Top of Data shown
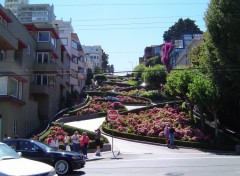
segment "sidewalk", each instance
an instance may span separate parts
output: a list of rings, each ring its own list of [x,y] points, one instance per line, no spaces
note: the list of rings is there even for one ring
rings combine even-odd
[[[114,155],[117,157],[120,154],[119,150],[114,151]],[[96,156],[95,153],[88,153],[88,159],[86,161],[96,161],[96,160],[103,160],[103,159],[111,159],[115,158],[112,151],[101,152],[101,156]]]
Bottom of Data shown
▶ **Instructions to follow**:
In the answer, the entries should be restated verbatim, with all pictures omitted.

▶ **Answer area**:
segment "sidewalk", each instance
an instance may span separate parts
output: a list of rings, each ring its own list of [x,y] points, one instance per line, no spaces
note: the list of rings is there even for one ring
rings combine even-odd
[[[114,155],[117,157],[120,154],[119,150],[114,151]],[[96,156],[95,153],[88,153],[88,159],[86,161],[96,161],[96,160],[103,160],[103,159],[111,159],[115,158],[112,151],[101,152],[101,156]]]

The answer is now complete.